**Task to carry out:** Please copy out the full listing that follows exactly; no picture belongs in the copy.

**Given data:**
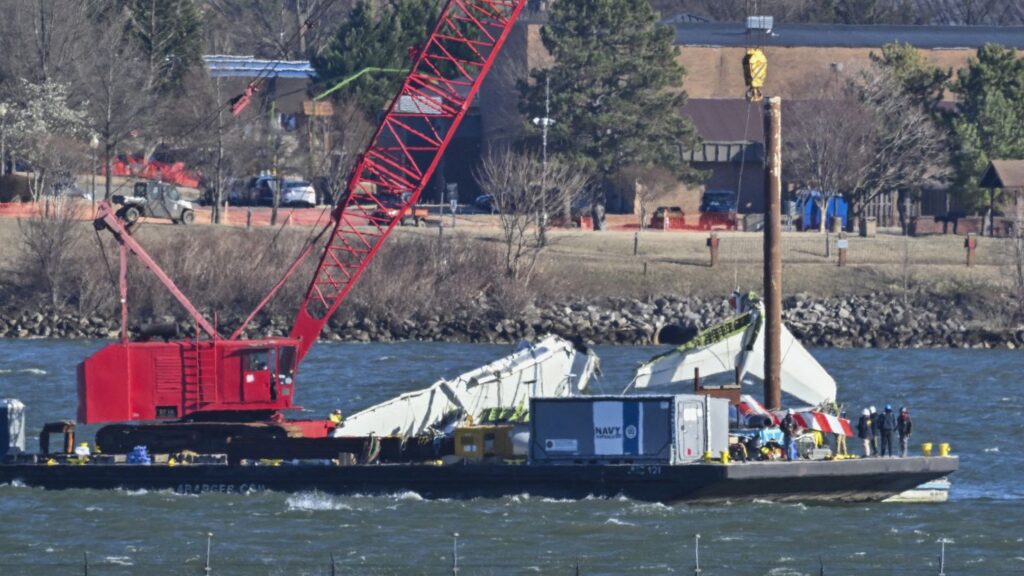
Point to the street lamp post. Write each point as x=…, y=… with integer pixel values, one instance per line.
x=3, y=138
x=544, y=123
x=94, y=145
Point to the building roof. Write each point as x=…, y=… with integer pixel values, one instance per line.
x=1005, y=174
x=808, y=35
x=726, y=120
x=249, y=67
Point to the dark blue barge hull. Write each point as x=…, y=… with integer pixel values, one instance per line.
x=842, y=481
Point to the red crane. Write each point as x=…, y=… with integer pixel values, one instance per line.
x=229, y=385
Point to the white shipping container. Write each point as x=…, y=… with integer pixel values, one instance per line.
x=674, y=428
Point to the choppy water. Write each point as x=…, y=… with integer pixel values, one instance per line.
x=968, y=398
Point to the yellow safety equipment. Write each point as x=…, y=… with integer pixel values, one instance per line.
x=755, y=72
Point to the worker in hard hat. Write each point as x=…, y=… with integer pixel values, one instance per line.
x=336, y=417
x=904, y=425
x=82, y=452
x=888, y=426
x=788, y=425
x=864, y=430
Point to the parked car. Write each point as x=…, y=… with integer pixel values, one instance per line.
x=389, y=208
x=155, y=200
x=261, y=190
x=485, y=202
x=298, y=193
x=718, y=209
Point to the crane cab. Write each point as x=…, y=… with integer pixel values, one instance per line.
x=183, y=379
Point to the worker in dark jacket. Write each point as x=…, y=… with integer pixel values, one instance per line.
x=864, y=432
x=887, y=426
x=788, y=425
x=875, y=432
x=904, y=425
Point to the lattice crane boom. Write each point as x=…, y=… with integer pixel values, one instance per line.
x=389, y=176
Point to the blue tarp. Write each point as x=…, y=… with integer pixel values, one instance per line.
x=811, y=214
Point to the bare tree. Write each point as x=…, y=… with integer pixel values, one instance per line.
x=905, y=145
x=44, y=128
x=112, y=77
x=828, y=141
x=337, y=141
x=40, y=39
x=513, y=180
x=1018, y=249
x=273, y=29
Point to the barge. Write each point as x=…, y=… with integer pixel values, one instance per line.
x=840, y=481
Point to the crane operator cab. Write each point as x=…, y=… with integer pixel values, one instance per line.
x=267, y=373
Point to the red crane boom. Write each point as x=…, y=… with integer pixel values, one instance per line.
x=239, y=380
x=406, y=150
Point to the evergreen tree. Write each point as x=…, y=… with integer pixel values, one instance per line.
x=614, y=88
x=990, y=120
x=924, y=82
x=372, y=38
x=169, y=34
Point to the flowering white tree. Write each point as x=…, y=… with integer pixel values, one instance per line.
x=46, y=132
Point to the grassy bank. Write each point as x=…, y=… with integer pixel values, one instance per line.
x=421, y=272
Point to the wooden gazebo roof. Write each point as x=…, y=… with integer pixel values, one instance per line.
x=1008, y=174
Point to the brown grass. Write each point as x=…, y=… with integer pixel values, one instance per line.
x=416, y=275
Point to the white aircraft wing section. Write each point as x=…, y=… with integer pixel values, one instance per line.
x=716, y=351
x=802, y=375
x=544, y=369
x=739, y=341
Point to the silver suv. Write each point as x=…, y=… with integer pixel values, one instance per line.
x=155, y=200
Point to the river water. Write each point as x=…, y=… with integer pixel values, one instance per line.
x=970, y=399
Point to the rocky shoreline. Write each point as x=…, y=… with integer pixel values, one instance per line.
x=869, y=321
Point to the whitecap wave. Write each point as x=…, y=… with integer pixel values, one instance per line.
x=964, y=493
x=315, y=501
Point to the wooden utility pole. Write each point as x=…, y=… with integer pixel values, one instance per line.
x=773, y=253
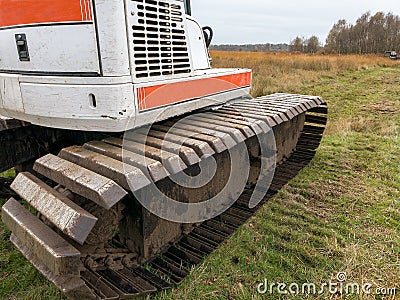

**The answer:**
Point to the street lamp post. Write each point as x=…, y=… with integer pixel values, one instance per line.
x=3, y=138
x=544, y=123
x=94, y=145
Point to the building roof. Write each point as x=…, y=… with integer pixel values, one instance per line.
x=1005, y=174
x=808, y=35
x=726, y=120
x=249, y=67
Point to the dark blue barge hull. Write each point as x=…, y=… with integer pixel values, one instance per line.
x=842, y=481
Point to the red crane. Write each point as x=…, y=… with integer pixel values, one instance per line.
x=229, y=385
Point to the white shipping container. Write each point as x=…, y=… with integer pixel values, one instance per line.
x=674, y=428
Point to the choppy water. Write each point as x=…, y=… with integer pixel values, one instance per line.
x=968, y=398
Point to the yellow safety equipment. Write each point as x=…, y=… with integer pixel values, one instance per line.
x=755, y=72
Point to the worker in hard hat. Write each point as x=…, y=… with integer pixel values, one instance per line.
x=336, y=417
x=904, y=425
x=82, y=452
x=888, y=426
x=788, y=425
x=864, y=430
Point to the parked car. Write each point as x=…, y=… with integer pixel values, one instance per line.
x=389, y=208
x=155, y=200
x=261, y=190
x=485, y=202
x=298, y=193
x=718, y=209
Point to the crane cab. Write each point as x=…, y=… with integer pixel values, one instance per line.
x=183, y=379
Point to the worker in dark jacket. Write each point as x=…, y=… with integer pixel values, one instance per line.
x=864, y=432
x=887, y=426
x=788, y=425
x=875, y=432
x=904, y=425
Point to the lattice crane boom. Write each point as x=…, y=… with integer pixel values, one instance per line.
x=389, y=176
Point to the blue tarp. Write each point as x=…, y=… with integer pixel values, one instance per line.
x=811, y=214
Point to the bare tree. Write each point as x=…, y=… with integer pixel values, one instance per line.
x=905, y=145
x=44, y=128
x=112, y=77
x=828, y=141
x=337, y=141
x=40, y=39
x=513, y=180
x=1018, y=249
x=273, y=29
Point to the barge. Write each point as x=…, y=… with integer pixel values, one instance per line.
x=840, y=481
Point to the crane operator cab. Write each point as x=…, y=… with integer pixel values, one instance per line.
x=267, y=373
Point to the red crane boom. Write each point as x=…, y=… with integer pixel values, one instance per line.
x=239, y=380
x=406, y=150
Point to the evergreen tree. Write each point as x=…, y=… with integer pixel values, one instance per line.
x=614, y=88
x=990, y=120
x=924, y=82
x=372, y=38
x=169, y=34
Point to the flowering white tree. Write each point as x=…, y=… with integer pixel values, one instance per line.
x=46, y=132
Point to the grassy bank. Write each point as x=…, y=… with integer pixel values, one instance per line.
x=421, y=272
Point to the wooden gazebo roof. Write each point as x=…, y=… with integer pixel values, one instance per line.
x=1008, y=174
Point to the brown grass. Write each point as x=…, y=… with integer pixel values, one instance per line.
x=416, y=275
Point to the white aircraft wing section. Write each point as x=…, y=… with integer pixel values, one instance per line.
x=716, y=351
x=802, y=375
x=544, y=369
x=739, y=341
Point to the silver suv. Write each point as x=…, y=… with integer pixel values, one instance per line.
x=155, y=200
Point to the river water. Write each point as x=…, y=… with integer pixel values, one instance per line.
x=970, y=399
Point to the rocky shoreline. Write each point as x=…, y=… with integer pixel values, one instance per line.
x=869, y=321
Point to the whitecap wave. Write each point as x=…, y=… with integer pixel values, one instance per line.
x=964, y=493
x=315, y=501
Point to the wooden utility pole. Write each point as x=…, y=… with integer pixel values, one instance per line.
x=773, y=253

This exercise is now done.